Reproduce the listing below from the line containing "Where can you spot the rocky riverbed" through the end of the listing, including the requests, and shift every coordinate in the answers by adding 104 to each number.

┌──

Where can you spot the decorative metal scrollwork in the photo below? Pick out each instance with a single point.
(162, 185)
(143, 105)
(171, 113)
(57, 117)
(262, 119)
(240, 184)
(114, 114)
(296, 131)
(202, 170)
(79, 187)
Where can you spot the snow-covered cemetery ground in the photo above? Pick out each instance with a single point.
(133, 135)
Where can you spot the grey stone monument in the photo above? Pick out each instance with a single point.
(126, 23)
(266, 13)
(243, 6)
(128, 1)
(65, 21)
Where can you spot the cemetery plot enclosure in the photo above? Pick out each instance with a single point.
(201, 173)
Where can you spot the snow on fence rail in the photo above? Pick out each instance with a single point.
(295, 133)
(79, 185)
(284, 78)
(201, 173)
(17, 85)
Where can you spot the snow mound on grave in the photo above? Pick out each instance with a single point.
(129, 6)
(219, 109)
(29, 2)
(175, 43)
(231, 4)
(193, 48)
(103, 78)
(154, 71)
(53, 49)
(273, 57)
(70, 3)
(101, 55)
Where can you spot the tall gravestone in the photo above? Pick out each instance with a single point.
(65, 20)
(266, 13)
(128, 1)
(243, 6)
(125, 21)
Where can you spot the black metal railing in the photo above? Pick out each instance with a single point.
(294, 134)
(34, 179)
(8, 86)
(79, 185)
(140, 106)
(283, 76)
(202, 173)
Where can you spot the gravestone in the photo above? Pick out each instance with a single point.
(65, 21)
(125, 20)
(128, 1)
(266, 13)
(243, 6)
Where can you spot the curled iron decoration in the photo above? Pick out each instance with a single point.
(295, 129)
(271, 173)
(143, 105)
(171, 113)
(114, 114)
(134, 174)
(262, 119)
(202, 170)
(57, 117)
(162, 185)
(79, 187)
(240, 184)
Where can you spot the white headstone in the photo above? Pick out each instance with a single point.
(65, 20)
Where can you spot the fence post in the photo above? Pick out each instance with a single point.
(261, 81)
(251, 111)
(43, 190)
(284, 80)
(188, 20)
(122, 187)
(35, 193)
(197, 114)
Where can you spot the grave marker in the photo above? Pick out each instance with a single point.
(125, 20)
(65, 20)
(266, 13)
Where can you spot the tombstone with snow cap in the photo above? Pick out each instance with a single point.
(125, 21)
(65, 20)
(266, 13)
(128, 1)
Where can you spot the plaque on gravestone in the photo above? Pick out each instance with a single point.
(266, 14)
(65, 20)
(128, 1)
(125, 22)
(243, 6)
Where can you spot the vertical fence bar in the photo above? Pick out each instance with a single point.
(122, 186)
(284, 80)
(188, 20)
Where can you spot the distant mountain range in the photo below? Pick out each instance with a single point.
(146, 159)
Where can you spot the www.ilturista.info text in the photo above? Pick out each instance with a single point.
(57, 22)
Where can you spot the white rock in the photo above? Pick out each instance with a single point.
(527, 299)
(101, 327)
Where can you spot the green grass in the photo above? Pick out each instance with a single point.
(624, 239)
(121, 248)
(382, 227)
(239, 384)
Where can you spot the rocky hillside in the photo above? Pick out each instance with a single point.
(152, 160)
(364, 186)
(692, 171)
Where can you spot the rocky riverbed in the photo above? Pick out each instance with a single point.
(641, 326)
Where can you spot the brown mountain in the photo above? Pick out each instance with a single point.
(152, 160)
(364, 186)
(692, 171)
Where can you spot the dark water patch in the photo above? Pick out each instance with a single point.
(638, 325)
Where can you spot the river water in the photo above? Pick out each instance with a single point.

└──

# THE REPLY
Where can you spot the rocky riverbed in the photo above? Pick out each instance with a single point.
(745, 430)
Where can you spot the brown mountain in the photo above? Pick out each instance with a single point.
(256, 264)
(468, 290)
(796, 275)
Where can you spot the dark water patch in the photo above? Pick out each instance with a single point.
(742, 429)
Where can you spot the river water in the photo above? Pick out each instance with a single point.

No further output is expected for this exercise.